* [Task requirements]: Using the data below, show every line where the word "spacebar" occurs.

------ Provided information ------

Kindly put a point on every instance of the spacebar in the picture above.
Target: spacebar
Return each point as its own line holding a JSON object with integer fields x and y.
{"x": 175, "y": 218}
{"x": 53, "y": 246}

------

* [Solution for this problem]:
Kindly put a point on every instance of the spacebar in the picture above.
Target: spacebar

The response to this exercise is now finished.